> _SUPPLIED MATERIAL_
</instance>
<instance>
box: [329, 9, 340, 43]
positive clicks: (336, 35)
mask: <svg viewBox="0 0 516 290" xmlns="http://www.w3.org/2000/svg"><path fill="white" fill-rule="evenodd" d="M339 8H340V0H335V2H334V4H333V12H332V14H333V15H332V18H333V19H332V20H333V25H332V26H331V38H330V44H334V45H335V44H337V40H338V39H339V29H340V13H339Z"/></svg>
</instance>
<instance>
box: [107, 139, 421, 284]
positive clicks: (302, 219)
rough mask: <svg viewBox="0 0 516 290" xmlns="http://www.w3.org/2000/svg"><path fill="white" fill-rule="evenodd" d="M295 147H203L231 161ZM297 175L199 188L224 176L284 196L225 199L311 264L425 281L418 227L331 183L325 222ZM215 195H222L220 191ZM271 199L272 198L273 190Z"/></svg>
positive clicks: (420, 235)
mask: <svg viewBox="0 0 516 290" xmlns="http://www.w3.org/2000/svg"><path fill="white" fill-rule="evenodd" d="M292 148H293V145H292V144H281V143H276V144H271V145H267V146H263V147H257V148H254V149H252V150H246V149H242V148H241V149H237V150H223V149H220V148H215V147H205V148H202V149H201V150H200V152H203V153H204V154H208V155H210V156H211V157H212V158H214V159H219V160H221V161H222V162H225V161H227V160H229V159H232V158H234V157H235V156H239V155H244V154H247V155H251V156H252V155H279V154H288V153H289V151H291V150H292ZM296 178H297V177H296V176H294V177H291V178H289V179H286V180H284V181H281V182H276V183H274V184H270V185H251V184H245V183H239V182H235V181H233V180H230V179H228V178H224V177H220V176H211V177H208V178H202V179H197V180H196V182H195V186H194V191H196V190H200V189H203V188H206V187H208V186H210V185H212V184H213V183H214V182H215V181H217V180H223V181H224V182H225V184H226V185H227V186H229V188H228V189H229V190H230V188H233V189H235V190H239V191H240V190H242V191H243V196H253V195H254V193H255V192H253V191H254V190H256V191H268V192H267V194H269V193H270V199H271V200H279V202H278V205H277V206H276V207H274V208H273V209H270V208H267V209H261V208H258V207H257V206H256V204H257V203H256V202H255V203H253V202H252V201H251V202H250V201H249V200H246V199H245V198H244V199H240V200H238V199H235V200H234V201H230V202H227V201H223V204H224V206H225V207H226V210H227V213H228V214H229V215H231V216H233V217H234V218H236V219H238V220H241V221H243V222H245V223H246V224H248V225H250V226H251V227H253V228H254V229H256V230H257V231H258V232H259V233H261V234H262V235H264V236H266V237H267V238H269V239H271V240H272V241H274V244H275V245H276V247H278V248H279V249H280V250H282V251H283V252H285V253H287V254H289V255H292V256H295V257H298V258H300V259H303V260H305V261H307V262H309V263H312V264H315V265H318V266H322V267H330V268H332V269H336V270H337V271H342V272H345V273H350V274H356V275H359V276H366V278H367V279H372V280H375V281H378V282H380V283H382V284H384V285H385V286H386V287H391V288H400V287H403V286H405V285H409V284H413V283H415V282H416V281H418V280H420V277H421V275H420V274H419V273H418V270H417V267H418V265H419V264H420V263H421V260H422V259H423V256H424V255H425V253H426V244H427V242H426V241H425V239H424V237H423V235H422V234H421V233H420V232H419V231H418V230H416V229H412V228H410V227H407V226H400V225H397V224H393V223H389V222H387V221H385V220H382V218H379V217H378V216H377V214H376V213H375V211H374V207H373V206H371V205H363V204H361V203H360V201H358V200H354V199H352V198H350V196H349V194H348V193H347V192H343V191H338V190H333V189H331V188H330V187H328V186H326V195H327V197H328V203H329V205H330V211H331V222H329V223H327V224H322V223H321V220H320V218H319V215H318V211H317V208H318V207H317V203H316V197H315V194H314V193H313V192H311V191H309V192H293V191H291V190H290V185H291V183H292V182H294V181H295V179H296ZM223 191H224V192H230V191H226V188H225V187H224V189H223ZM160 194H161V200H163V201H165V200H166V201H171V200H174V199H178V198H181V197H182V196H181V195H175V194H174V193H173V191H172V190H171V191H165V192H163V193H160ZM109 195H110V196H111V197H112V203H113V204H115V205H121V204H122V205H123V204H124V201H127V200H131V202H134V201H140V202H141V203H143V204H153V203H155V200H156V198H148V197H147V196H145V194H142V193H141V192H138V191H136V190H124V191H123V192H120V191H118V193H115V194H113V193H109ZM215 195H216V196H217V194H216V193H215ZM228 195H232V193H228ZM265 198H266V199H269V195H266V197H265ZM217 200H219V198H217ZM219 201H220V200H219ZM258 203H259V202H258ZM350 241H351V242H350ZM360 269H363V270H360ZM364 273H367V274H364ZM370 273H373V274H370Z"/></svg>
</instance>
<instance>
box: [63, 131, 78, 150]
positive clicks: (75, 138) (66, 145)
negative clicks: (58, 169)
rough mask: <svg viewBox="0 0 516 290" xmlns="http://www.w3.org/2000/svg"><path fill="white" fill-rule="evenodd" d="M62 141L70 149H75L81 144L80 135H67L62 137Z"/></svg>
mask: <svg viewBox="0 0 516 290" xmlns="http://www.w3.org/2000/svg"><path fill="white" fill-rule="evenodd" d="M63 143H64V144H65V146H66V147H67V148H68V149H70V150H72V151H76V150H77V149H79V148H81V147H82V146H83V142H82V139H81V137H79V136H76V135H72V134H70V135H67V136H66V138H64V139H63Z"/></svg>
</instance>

> _THE PROBLEM_
The entries above, copied exactly, form the whole answer.

> _TASK RESULT_
</instance>
<instance>
box: [329, 9, 340, 43]
positive clicks: (336, 35)
mask: <svg viewBox="0 0 516 290" xmlns="http://www.w3.org/2000/svg"><path fill="white" fill-rule="evenodd" d="M339 8H340V0H335V2H334V4H333V12H332V14H333V15H332V18H333V19H332V20H333V25H332V26H331V38H330V44H334V45H335V44H337V40H338V39H339V29H340V13H339Z"/></svg>
</instance>
<instance>
box: [107, 139, 421, 284]
positive clicks: (302, 219)
rough mask: <svg viewBox="0 0 516 290" xmlns="http://www.w3.org/2000/svg"><path fill="white" fill-rule="evenodd" d="M295 147H203L231 161ZM297 175L199 188L224 176L284 196L225 199L311 264L425 281L418 227L331 183L325 222ZM215 195H222L220 191ZM271 199L272 198L273 190Z"/></svg>
positive clicks: (420, 235)
mask: <svg viewBox="0 0 516 290" xmlns="http://www.w3.org/2000/svg"><path fill="white" fill-rule="evenodd" d="M292 148H293V145H292V144H281V143H276V144H271V145H267V146H263V147H257V148H254V149H252V150H246V149H242V148H241V149H237V150H223V149H220V148H215V147H205V148H202V149H201V150H200V152H203V153H204V154H208V155H210V156H211V157H212V158H214V159H219V160H221V161H222V162H225V161H227V160H229V159H232V158H234V157H235V156H239V155H244V154H247V155H251V156H252V155H279V154H288V153H289V151H291V150H292ZM296 178H297V177H296V176H294V177H291V178H289V179H286V180H284V181H281V182H276V183H274V184H270V185H251V184H245V183H239V182H235V181H233V180H230V179H228V178H224V177H220V176H211V177H208V178H202V179H197V180H196V182H195V186H194V191H196V190H200V189H203V188H206V187H208V186H210V185H212V184H213V183H214V182H215V181H217V180H223V181H224V182H225V184H226V185H227V186H229V188H228V189H229V190H230V188H233V189H235V190H239V191H240V190H242V191H243V196H253V195H254V193H255V192H253V191H254V190H256V191H268V192H267V194H269V193H270V199H271V200H279V202H278V205H277V206H276V207H274V208H273V209H270V208H267V209H261V208H258V207H257V206H256V204H257V203H256V202H255V203H253V202H252V201H251V202H250V201H249V200H246V199H245V198H244V199H240V200H238V199H235V200H234V201H230V202H227V201H223V204H224V206H225V207H226V210H227V213H228V214H229V215H231V216H233V217H234V218H236V219H238V220H241V221H243V222H245V223H246V224H248V225H250V226H251V227H253V228H254V229H256V230H257V231H258V232H259V233H261V234H262V235H264V236H266V237H267V238H269V239H271V240H272V241H274V244H275V245H276V247H278V248H279V249H280V250H282V251H283V252H285V253H287V254H289V255H292V256H295V257H298V258H300V259H303V260H305V261H307V262H309V263H312V264H315V265H318V266H322V267H330V268H332V269H336V270H337V271H342V272H345V273H350V274H356V275H359V276H366V278H367V279H372V280H375V281H378V282H380V283H382V284H384V285H385V286H386V287H391V288H400V287H403V286H405V285H409V284H413V283H415V282H416V281H418V280H420V277H421V275H420V274H419V273H418V270H417V267H418V265H419V264H420V263H421V260H422V259H423V256H424V255H425V253H426V244H427V242H426V241H425V239H424V237H423V235H422V234H421V233H420V232H419V231H418V230H416V229H412V228H410V227H407V226H400V225H397V224H393V223H389V222H387V221H385V220H382V218H379V217H378V216H377V214H376V213H375V211H374V207H373V206H371V205H363V204H361V203H360V201H358V200H354V199H352V198H350V196H349V194H348V193H347V192H343V191H338V190H333V189H331V188H330V187H328V186H326V195H327V197H328V203H329V205H330V211H331V222H329V223H327V224H322V223H321V220H320V218H319V215H318V211H317V208H318V207H317V203H316V197H315V194H314V193H313V192H311V191H309V192H293V191H291V190H290V185H291V183H292V182H294V181H295V179H296ZM223 191H224V192H230V191H226V188H225V187H224V189H223ZM160 194H161V200H163V201H165V200H166V201H171V200H174V199H178V198H181V197H182V196H181V195H175V194H174V193H173V191H172V190H171V191H165V192H163V193H160ZM109 195H110V196H111V197H112V203H113V204H115V205H121V204H122V205H123V204H124V201H127V200H131V202H134V201H140V202H141V203H143V204H153V203H155V200H156V198H148V197H147V196H145V194H142V193H141V192H138V191H136V190H124V191H123V192H120V191H118V193H115V194H113V193H109ZM215 195H216V196H217V194H216V193H215ZM228 195H232V193H228ZM265 198H266V199H269V195H266V197H265ZM217 200H219V198H217ZM219 201H220V200H219ZM258 203H259V202H258ZM350 241H351V242H350ZM360 269H363V270H360ZM364 273H367V274H364ZM370 273H373V274H370Z"/></svg>
</instance>
<instance>
box: [63, 131, 78, 150]
positive clicks: (75, 138) (66, 145)
negative clicks: (58, 169)
rough mask: <svg viewBox="0 0 516 290" xmlns="http://www.w3.org/2000/svg"><path fill="white" fill-rule="evenodd" d="M62 141L70 149H75L81 144L80 135H67L62 137Z"/></svg>
mask: <svg viewBox="0 0 516 290" xmlns="http://www.w3.org/2000/svg"><path fill="white" fill-rule="evenodd" d="M63 143H64V144H65V146H66V147H67V148H68V149H70V150H72V151H76V150H77V149H79V148H81V147H82V146H83V142H82V139H81V137H79V136H76V135H72V134H70V135H67V136H66V138H64V139H63Z"/></svg>
</instance>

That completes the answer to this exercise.